__题目__
收集下列条目中所有包含字符串“curtain”的行，并逐行照录。匹配时区分大小写。

━━ 练习数据

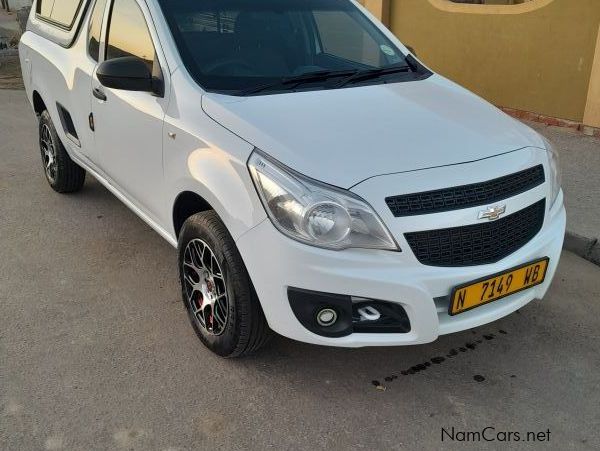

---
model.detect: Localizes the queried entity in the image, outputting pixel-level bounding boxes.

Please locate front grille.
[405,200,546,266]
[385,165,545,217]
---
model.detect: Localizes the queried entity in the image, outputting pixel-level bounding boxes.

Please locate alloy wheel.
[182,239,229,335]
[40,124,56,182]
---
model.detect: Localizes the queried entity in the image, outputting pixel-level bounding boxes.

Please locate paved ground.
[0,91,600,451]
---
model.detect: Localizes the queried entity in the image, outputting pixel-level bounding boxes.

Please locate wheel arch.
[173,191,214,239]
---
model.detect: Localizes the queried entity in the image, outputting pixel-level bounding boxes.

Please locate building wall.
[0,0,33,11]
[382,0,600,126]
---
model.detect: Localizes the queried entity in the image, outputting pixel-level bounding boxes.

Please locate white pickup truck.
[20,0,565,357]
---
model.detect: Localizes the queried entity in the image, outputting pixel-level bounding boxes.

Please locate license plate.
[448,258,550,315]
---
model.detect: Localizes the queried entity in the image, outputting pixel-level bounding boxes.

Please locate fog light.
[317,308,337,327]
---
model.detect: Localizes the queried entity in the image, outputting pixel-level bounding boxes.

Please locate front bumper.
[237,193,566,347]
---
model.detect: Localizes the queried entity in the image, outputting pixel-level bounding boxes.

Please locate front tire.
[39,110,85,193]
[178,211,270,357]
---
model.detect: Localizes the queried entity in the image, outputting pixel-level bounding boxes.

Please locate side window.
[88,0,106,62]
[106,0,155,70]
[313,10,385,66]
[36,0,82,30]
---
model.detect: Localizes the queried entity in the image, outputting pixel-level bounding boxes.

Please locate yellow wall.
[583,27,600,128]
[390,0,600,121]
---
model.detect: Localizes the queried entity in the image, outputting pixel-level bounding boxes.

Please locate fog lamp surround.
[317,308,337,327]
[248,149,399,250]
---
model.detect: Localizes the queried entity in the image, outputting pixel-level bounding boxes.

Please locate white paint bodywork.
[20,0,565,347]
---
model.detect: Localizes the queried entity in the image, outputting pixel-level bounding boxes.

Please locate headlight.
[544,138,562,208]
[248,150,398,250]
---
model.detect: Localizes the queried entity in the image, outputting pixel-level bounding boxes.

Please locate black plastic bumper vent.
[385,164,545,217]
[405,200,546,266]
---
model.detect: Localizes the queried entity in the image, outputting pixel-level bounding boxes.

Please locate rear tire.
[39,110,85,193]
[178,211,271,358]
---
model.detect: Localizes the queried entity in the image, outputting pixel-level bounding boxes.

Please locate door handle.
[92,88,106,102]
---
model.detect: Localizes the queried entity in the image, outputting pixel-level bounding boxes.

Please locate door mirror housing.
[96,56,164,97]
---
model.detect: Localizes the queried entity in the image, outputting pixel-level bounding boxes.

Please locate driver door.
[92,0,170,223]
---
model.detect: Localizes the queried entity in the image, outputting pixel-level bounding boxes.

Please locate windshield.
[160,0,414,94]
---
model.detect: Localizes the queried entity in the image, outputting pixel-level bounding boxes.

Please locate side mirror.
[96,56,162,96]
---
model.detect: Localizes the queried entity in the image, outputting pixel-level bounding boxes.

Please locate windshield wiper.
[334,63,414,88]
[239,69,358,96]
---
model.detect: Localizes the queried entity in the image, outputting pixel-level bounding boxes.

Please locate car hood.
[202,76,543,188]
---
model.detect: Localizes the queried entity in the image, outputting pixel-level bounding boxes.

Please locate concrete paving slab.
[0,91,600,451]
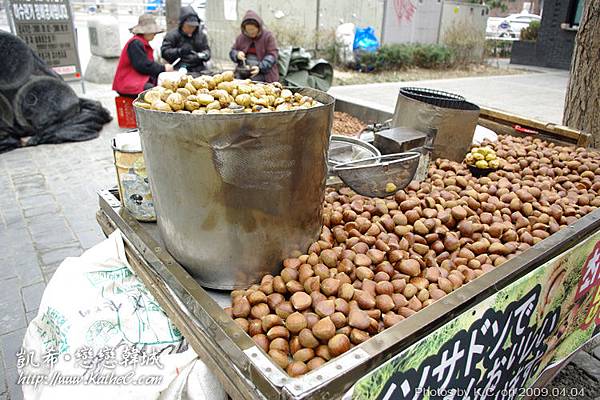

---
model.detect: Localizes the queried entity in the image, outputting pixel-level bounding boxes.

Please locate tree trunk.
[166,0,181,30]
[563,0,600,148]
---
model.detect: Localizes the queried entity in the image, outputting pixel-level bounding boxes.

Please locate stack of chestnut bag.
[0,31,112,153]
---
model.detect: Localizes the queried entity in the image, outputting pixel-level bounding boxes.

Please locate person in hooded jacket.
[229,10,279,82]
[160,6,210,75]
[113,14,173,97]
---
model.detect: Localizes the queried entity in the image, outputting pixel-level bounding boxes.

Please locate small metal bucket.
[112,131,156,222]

━━━━
━━ 练习数据

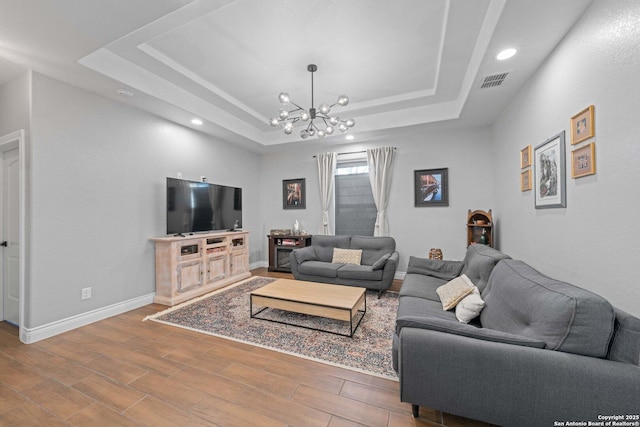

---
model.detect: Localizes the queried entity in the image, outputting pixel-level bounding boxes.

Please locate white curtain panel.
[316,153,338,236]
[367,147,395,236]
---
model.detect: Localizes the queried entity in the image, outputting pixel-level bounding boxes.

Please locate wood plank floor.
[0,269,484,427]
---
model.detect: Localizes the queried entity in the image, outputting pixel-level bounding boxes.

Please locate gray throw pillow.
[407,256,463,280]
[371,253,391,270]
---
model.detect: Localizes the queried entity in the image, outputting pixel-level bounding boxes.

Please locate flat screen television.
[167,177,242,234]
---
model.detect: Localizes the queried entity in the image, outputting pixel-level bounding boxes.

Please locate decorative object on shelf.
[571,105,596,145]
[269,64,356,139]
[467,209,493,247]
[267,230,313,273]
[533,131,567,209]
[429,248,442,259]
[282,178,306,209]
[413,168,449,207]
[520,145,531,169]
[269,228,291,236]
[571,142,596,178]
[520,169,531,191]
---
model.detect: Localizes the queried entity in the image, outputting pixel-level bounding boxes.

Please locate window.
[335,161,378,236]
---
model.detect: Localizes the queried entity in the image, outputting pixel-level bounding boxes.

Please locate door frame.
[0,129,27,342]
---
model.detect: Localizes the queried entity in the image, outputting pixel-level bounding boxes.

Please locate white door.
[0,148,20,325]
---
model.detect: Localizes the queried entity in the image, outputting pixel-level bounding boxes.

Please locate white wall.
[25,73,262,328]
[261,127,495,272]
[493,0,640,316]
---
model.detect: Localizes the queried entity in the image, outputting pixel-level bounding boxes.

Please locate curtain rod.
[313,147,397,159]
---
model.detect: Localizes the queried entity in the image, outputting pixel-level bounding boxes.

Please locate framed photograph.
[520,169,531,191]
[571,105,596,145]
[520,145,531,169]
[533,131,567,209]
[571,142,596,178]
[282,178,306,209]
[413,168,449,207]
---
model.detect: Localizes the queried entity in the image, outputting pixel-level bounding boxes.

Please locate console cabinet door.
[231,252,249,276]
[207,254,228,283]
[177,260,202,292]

━━━━

__本题解答__
Please locate white curtain panel.
Please locate curtain rod.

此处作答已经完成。